**To be done**
Repeat the items word for word, from the very first line through the line containing "Please outline every instance of the city skyline.", with both ends included.

**Raw records**
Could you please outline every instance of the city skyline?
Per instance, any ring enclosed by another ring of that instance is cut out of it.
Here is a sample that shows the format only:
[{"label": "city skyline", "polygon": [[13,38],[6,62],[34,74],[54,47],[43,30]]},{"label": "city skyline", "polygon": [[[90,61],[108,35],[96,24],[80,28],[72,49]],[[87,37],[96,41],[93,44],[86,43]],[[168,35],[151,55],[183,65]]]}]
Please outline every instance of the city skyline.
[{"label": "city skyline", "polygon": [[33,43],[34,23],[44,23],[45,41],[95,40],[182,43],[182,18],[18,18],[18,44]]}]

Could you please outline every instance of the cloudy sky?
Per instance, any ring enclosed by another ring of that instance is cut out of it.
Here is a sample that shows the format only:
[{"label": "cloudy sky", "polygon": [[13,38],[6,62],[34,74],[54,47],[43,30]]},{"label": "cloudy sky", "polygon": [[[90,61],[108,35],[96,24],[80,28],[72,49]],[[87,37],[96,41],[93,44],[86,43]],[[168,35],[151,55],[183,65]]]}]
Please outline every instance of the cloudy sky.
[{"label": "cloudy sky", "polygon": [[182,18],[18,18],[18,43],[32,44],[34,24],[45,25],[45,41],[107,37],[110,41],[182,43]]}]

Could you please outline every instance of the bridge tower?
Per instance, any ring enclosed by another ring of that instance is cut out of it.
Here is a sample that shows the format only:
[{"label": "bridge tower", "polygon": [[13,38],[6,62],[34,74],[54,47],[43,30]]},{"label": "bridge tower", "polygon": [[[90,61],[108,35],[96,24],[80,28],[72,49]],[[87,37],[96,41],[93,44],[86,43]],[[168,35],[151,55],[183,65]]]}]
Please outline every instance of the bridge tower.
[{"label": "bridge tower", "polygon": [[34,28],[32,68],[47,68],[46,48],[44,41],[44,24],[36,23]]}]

**Final result**
Could you please outline every instance of the city skyline?
Per instance, any ring enclosed by another ring of that instance is cut out of it.
Here is a sample that shows the format only:
[{"label": "city skyline", "polygon": [[13,38],[6,62],[34,74],[54,47],[43,30]]},{"label": "city skyline", "polygon": [[[90,61],[108,35],[96,24],[80,28],[72,49]],[[87,37],[96,41],[93,44],[86,43]],[[168,35],[151,55],[183,65]]]}]
Please outline every instance of the city skyline.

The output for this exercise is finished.